* _Given text_
>>>

- Classification: Protestant
- Theology: Pentecostal
- Governance: Cooperative body of congregations, organized into geographic districts with district overseers, and a collective annual convention and business meeting
- Associations: National Association of Evangelicals and Pentecostal/Charismatic Churches of North America
- Full communion: Assemblies of God in Italy Canadian Assemblies of God Christian Congregation
- Region: United States, affiliates worldwide
- Founder: Louis Francescon
- Origin: 1927 (with heritage dating to 1901) Niagara Falls, New York
- Congregations: Over 3,000 worldwide
- Members: Over 210,000 worldwide
- Official website: www.ifcaministry.org

= International Fellowship of Christian Assemblies =

North American Pentecostal Denomination

The International Fellowship of Christian Assemblies (IFCA), formerly known as the Christian Church of North America (CCNA), is a North American Pentecostal denomination with roots in the Italian-American community, but is now a multicultural denomination. Central offices are located in Transfer, Pennsylvania. Ministries of the church include Benevolence, Home Missions, FOCUS, Foreign Missions, Education, Lay Ministries, and Public Relations. A convention is held annually, and their official publication is Vista, a quarterly magazine. Membership in 2000 was about 7,200 in 96 churches in the United States. They also have thousands of affiliated congregations internationally in Africa, Australia, Canada, Europe, South America, and Asia with a strong presence in India with over 100,000 members in over 1,000 churches. Brother Rick George is the general overseer of the denomination.

<<<

Point-based annotation data:
>>>

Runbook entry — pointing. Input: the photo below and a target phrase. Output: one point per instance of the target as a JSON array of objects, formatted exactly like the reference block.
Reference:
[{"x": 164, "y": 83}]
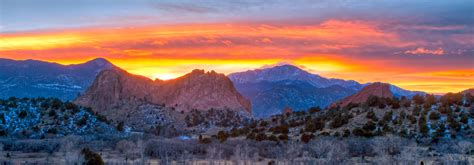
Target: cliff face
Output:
[
  {"x": 202, "y": 91},
  {"x": 374, "y": 89},
  {"x": 114, "y": 92}
]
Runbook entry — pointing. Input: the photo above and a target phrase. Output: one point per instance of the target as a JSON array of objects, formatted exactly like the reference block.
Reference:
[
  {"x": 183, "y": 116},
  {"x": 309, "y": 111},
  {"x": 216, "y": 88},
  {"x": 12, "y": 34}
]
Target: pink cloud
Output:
[{"x": 424, "y": 51}]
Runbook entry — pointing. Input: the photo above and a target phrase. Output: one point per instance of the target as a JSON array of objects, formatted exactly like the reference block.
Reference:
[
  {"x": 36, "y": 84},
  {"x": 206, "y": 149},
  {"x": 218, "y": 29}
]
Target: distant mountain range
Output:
[
  {"x": 117, "y": 93},
  {"x": 31, "y": 78},
  {"x": 272, "y": 89}
]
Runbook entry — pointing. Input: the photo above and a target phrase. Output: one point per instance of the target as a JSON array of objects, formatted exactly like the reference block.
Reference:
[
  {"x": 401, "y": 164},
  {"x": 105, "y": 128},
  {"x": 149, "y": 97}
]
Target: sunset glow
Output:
[{"x": 435, "y": 58}]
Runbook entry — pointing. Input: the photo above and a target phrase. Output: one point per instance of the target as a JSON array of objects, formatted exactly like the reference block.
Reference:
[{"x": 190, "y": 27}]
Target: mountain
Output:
[
  {"x": 32, "y": 78},
  {"x": 117, "y": 93},
  {"x": 375, "y": 89},
  {"x": 49, "y": 117},
  {"x": 272, "y": 89},
  {"x": 470, "y": 91},
  {"x": 289, "y": 72}
]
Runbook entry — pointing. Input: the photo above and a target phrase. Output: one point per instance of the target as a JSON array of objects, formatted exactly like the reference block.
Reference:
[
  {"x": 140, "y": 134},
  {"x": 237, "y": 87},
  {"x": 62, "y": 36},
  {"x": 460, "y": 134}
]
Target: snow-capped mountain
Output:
[
  {"x": 32, "y": 78},
  {"x": 289, "y": 72},
  {"x": 272, "y": 89}
]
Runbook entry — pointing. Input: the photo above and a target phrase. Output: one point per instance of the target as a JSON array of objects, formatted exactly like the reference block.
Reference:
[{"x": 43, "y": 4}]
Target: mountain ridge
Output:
[
  {"x": 34, "y": 78},
  {"x": 116, "y": 92},
  {"x": 271, "y": 89}
]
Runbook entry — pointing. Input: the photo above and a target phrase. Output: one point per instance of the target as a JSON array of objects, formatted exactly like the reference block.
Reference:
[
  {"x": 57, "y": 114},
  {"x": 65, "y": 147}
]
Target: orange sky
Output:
[{"x": 331, "y": 48}]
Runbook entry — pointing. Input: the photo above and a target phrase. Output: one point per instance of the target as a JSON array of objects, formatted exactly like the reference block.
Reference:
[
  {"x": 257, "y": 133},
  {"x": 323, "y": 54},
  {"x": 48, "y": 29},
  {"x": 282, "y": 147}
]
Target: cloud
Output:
[
  {"x": 186, "y": 8},
  {"x": 424, "y": 51}
]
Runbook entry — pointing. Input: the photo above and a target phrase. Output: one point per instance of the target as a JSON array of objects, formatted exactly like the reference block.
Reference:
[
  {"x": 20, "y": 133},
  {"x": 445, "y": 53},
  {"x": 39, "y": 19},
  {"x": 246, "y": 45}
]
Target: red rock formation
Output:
[
  {"x": 114, "y": 92},
  {"x": 470, "y": 90},
  {"x": 374, "y": 89},
  {"x": 287, "y": 110}
]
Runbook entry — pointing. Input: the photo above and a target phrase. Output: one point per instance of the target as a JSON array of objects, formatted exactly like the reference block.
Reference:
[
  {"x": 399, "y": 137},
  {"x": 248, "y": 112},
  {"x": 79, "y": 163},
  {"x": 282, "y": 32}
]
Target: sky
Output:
[{"x": 417, "y": 45}]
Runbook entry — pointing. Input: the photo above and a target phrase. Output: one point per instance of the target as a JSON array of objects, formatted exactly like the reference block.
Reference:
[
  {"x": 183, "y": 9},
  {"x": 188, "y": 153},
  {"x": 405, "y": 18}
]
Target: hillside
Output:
[
  {"x": 272, "y": 89},
  {"x": 121, "y": 96},
  {"x": 46, "y": 118},
  {"x": 32, "y": 78},
  {"x": 423, "y": 118}
]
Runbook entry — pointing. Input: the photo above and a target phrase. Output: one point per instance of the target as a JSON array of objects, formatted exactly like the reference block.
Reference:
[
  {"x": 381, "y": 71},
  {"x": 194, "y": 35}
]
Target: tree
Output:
[
  {"x": 370, "y": 126},
  {"x": 423, "y": 125}
]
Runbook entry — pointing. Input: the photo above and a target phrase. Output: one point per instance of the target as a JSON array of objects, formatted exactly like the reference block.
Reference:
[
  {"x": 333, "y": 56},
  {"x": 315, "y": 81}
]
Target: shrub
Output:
[
  {"x": 418, "y": 99},
  {"x": 306, "y": 137},
  {"x": 91, "y": 158},
  {"x": 370, "y": 126},
  {"x": 313, "y": 110},
  {"x": 423, "y": 125},
  {"x": 261, "y": 137},
  {"x": 56, "y": 103},
  {"x": 371, "y": 115},
  {"x": 395, "y": 104},
  {"x": 52, "y": 113},
  {"x": 283, "y": 137},
  {"x": 434, "y": 116},
  {"x": 22, "y": 114},
  {"x": 339, "y": 121},
  {"x": 120, "y": 126},
  {"x": 83, "y": 121},
  {"x": 222, "y": 136}
]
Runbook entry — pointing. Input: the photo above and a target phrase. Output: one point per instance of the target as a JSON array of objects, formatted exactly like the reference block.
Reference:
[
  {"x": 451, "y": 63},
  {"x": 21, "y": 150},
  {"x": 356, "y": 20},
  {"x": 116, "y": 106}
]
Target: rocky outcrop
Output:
[
  {"x": 116, "y": 93},
  {"x": 32, "y": 78},
  {"x": 287, "y": 110},
  {"x": 375, "y": 89},
  {"x": 470, "y": 91}
]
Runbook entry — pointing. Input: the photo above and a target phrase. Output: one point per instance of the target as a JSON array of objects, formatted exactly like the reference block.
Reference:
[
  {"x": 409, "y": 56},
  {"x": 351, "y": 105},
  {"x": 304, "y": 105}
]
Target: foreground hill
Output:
[
  {"x": 43, "y": 118},
  {"x": 272, "y": 89},
  {"x": 118, "y": 94},
  {"x": 31, "y": 78},
  {"x": 376, "y": 89},
  {"x": 425, "y": 119}
]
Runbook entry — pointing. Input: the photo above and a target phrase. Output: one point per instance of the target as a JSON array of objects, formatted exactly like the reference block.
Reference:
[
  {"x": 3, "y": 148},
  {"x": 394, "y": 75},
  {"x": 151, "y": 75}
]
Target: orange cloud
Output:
[
  {"x": 424, "y": 51},
  {"x": 170, "y": 51}
]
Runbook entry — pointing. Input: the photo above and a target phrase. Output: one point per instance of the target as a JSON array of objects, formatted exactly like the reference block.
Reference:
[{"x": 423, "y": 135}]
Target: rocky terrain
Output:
[
  {"x": 46, "y": 118},
  {"x": 272, "y": 89},
  {"x": 31, "y": 78},
  {"x": 370, "y": 113},
  {"x": 119, "y": 95}
]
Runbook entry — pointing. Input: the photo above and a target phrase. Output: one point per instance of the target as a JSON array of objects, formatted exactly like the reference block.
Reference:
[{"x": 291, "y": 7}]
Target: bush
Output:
[
  {"x": 339, "y": 121},
  {"x": 306, "y": 137},
  {"x": 423, "y": 125},
  {"x": 434, "y": 116},
  {"x": 222, "y": 136},
  {"x": 418, "y": 99},
  {"x": 22, "y": 114},
  {"x": 91, "y": 157},
  {"x": 56, "y": 103},
  {"x": 261, "y": 137},
  {"x": 370, "y": 126},
  {"x": 313, "y": 110},
  {"x": 283, "y": 137},
  {"x": 120, "y": 126},
  {"x": 371, "y": 115}
]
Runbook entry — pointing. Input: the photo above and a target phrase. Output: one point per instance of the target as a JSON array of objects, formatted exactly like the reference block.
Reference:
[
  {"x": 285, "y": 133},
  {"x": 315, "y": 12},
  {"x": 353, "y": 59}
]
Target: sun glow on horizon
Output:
[{"x": 332, "y": 48}]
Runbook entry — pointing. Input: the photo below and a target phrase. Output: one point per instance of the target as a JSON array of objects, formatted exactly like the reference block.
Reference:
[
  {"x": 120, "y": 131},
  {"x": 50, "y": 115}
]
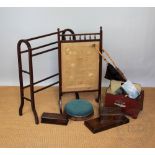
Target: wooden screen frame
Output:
[{"x": 73, "y": 39}]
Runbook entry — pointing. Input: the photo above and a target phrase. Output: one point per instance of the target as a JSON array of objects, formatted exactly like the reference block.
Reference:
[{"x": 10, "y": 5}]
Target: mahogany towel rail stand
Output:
[{"x": 60, "y": 35}]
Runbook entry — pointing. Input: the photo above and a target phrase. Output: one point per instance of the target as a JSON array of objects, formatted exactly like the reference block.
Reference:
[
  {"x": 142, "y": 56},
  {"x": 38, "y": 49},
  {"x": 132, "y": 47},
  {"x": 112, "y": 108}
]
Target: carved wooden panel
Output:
[{"x": 79, "y": 66}]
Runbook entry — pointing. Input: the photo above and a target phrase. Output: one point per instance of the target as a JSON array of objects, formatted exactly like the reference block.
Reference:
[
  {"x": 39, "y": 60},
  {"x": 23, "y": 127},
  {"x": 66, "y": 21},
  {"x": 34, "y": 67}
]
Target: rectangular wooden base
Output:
[
  {"x": 98, "y": 125},
  {"x": 53, "y": 118}
]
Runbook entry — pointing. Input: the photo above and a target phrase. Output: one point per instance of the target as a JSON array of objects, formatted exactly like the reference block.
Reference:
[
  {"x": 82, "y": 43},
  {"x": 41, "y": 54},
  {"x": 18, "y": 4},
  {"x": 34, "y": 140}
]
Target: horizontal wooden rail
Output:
[
  {"x": 42, "y": 80},
  {"x": 35, "y": 48},
  {"x": 25, "y": 72},
  {"x": 27, "y": 99},
  {"x": 79, "y": 34},
  {"x": 42, "y": 36},
  {"x": 46, "y": 87},
  {"x": 52, "y": 49}
]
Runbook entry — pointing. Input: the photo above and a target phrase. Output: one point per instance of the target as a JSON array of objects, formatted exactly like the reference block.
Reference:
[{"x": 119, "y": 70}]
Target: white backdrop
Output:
[{"x": 129, "y": 36}]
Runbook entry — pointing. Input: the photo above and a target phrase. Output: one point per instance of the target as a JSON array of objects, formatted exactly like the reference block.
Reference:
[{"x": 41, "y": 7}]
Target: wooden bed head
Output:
[{"x": 79, "y": 66}]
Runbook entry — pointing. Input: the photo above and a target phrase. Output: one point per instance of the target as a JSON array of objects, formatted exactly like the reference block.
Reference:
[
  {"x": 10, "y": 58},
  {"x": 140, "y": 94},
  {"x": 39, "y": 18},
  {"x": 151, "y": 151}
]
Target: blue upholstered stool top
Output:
[{"x": 79, "y": 108}]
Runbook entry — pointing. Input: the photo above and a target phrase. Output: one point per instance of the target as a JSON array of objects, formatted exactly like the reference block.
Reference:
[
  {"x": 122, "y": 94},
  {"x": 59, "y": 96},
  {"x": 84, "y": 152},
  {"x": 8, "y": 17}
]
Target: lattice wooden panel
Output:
[{"x": 79, "y": 66}]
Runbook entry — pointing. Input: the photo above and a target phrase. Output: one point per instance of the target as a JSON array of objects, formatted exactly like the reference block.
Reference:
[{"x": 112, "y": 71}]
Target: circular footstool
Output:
[{"x": 79, "y": 109}]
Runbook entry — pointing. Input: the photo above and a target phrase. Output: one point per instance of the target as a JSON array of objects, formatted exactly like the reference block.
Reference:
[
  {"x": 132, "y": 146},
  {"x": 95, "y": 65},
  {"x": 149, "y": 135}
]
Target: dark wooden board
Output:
[
  {"x": 98, "y": 125},
  {"x": 53, "y": 118}
]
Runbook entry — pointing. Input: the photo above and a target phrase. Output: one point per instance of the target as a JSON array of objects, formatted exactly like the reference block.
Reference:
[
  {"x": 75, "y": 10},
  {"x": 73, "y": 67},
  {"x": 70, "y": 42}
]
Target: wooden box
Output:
[{"x": 132, "y": 106}]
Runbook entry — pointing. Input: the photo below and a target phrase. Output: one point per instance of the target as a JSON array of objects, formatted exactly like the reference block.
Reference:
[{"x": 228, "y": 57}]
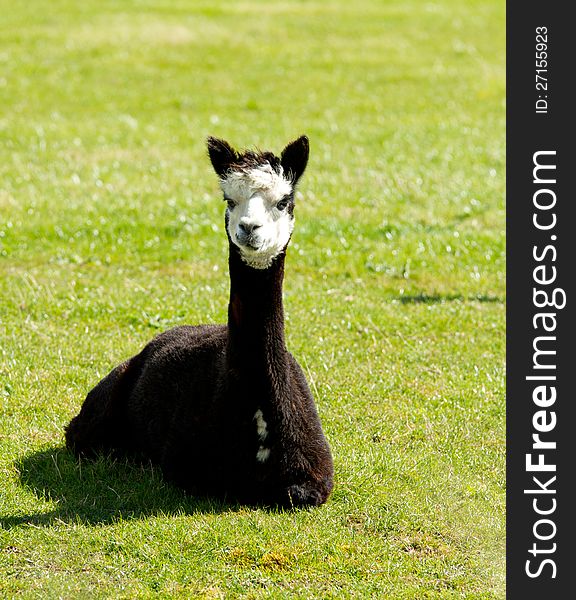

<<<

* _List of tasks_
**1)** For each statement, say yes or no according to the IFCA profile, and quote the words of the profile that decide it: (a) The denomination's central offices are in Transfer, Pennsylvania. (b) The denomination's official publication is a monthly magazine. (c) The denomination has over 1,000 churches in India.
**2)** Copy everything from "The International Fellowship" down to "of the denomination." in the IFCA profile.
The rows are not needed for this work.

* _Task answers_
**1)**
(a) Yes: "Central offices are located in Transfer, Pennsylvania."
(b) No: "their official publication is Vista, a quarterly magazine."
(c) Yes: "a strong presence in India with over 100,000 members in over 1,000 churches."

**2)**
The International Fellowship of Christian Assemblies (IFCA), formerly known as the Christian Church of North America (CCNA), is a North American Pentecostal denomination with roots in the Italian-American community, but is now a multicultural denomination. Central offices are located in Transfer, Pennsylvania. Ministries of the church include Benevolence, Home Missions, FOCUS, Foreign Missions, Education, Lay Ministries, and Public Relations. A convention is held annually, and their official publication is Vista, a quarterly magazine. Membership in 2000 was about 7,200 in 96 churches in the United States. They also have thousands of affiliated congregations internationally in Africa, Australia, Canada, Europe, South America, and Asia with a strong presence in India with over 100,000 members in over 1,000 churches. Brother Rick George is the general overseer of the denomination.